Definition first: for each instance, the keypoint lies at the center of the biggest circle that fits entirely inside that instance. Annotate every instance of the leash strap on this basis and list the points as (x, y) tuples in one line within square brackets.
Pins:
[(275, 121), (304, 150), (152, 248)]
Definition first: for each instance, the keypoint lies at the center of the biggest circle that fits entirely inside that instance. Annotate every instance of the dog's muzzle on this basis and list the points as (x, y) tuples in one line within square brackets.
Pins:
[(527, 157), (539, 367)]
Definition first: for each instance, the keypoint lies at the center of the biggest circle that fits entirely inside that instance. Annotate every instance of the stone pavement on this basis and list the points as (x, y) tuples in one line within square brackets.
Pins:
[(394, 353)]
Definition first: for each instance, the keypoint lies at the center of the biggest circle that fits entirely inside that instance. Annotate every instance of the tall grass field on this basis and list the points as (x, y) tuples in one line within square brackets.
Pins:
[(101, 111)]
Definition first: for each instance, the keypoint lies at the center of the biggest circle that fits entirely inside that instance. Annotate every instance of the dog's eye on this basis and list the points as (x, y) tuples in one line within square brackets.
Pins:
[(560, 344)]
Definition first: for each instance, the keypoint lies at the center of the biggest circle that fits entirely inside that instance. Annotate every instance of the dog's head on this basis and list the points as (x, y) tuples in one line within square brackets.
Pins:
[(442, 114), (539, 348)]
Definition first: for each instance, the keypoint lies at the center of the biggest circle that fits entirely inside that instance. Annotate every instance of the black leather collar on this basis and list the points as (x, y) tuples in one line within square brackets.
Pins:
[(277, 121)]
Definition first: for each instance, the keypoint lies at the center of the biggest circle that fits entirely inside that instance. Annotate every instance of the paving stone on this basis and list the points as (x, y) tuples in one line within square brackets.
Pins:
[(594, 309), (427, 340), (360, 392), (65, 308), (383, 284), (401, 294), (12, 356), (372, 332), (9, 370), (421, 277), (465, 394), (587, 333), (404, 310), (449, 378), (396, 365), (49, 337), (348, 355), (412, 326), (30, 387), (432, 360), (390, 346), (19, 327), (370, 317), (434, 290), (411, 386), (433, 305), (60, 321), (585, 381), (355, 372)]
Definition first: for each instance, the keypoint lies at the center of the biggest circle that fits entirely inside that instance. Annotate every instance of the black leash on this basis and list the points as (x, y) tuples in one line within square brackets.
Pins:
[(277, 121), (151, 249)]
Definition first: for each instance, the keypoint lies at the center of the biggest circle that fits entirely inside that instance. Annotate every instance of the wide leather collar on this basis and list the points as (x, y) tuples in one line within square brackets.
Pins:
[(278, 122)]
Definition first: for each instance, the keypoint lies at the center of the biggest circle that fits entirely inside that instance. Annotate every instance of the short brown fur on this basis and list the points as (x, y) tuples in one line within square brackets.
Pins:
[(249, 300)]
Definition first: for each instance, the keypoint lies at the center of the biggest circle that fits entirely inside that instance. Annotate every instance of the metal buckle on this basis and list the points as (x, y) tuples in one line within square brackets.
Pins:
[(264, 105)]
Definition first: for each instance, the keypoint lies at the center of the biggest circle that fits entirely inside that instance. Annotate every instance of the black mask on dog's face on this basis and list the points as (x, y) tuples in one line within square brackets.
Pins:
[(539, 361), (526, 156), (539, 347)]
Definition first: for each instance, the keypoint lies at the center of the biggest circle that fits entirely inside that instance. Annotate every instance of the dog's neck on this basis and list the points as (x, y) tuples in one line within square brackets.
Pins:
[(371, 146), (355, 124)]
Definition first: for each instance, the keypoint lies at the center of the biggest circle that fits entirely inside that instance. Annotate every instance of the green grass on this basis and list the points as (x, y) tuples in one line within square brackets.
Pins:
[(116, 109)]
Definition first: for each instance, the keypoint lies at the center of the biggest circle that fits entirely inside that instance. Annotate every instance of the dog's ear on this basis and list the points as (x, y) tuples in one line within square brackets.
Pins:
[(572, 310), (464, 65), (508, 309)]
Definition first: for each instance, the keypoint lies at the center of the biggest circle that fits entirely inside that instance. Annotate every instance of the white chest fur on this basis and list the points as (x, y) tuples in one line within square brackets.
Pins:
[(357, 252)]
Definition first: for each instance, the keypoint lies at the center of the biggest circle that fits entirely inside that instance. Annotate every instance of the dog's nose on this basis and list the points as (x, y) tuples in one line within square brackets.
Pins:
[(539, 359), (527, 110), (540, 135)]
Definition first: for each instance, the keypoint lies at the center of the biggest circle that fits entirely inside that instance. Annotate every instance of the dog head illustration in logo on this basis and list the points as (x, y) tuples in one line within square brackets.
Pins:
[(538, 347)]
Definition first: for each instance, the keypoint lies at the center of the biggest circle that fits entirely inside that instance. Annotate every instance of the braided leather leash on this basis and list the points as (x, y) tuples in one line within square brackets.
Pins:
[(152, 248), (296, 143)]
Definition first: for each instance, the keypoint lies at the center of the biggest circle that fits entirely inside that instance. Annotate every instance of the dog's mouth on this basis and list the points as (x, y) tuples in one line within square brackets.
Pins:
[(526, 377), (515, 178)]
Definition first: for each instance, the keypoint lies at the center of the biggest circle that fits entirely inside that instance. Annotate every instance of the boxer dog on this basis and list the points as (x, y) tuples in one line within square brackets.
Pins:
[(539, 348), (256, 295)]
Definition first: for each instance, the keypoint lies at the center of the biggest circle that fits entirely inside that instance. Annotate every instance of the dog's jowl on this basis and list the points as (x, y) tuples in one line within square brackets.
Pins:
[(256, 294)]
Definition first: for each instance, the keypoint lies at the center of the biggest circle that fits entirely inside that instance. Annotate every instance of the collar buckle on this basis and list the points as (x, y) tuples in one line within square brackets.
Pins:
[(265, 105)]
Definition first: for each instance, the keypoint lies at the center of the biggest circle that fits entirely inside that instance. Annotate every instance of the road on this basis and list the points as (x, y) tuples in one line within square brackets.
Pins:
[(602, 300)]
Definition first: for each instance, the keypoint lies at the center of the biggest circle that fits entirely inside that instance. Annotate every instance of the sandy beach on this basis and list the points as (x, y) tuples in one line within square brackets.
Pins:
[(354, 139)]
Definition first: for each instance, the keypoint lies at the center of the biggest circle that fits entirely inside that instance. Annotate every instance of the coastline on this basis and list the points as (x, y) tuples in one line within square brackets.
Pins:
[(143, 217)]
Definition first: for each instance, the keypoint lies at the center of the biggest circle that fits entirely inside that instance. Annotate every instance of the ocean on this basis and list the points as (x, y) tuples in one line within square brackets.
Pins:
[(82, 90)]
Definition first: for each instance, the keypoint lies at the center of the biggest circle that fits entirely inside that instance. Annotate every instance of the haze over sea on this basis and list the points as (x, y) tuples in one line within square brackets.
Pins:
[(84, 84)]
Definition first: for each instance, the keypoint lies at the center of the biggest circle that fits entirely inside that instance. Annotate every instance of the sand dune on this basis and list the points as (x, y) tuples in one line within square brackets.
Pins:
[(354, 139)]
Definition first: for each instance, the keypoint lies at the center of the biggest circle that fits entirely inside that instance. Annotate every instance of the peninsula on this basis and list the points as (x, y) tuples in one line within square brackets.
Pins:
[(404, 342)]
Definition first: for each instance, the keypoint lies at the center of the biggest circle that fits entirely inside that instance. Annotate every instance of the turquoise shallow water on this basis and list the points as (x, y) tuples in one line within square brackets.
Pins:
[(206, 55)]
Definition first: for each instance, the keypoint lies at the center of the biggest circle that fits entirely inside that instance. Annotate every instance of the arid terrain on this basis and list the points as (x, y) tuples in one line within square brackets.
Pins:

▸ **HOW TO COMPLETE THIS TASK**: From the line containing "of the arid" down to the final line of the records above, copy everything exactly and include nothing else.

▸ **PROBLEM SOLUTION**:
Definition first: for each instance, the keypoint lies at the center of the biggest circle that fits entirely inside that instance. Annotate every instance of the arid terrain on this basis and list the points as (x, y) tuples in one line within square brackets.
Pins:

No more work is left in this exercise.